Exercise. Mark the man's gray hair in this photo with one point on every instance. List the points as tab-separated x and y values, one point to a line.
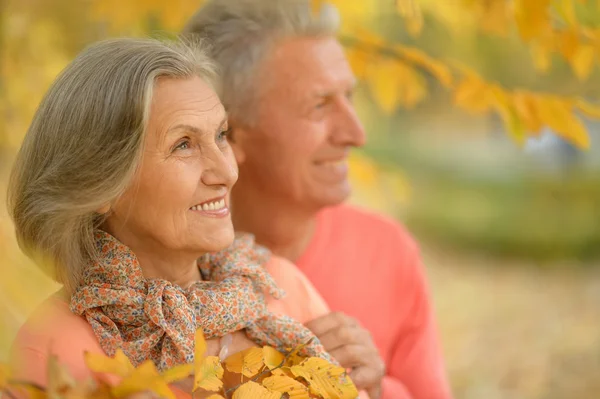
85	143
242	33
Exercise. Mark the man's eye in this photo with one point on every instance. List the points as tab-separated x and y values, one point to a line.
223	135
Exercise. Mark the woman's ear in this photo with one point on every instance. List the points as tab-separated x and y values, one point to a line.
103	210
236	140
******
Please transcribe every entry exactly as written, leaving the pictures out.

WORKED SOLUTION
Exercise. Mark the man's gray hair in this photo with one point on every instance. List the points as tab-separated x and y values, one point to a line.
85	143
242	33
Exercise. Mark the man's eye in this photo with one point on every instance. List the points as tab-separated x and y values, one point to a line.
223	135
Exercise. Mark the woman's ear in this photo with one point on every instance. List the points as tab-separated x and y values, one point to a line.
103	210
236	140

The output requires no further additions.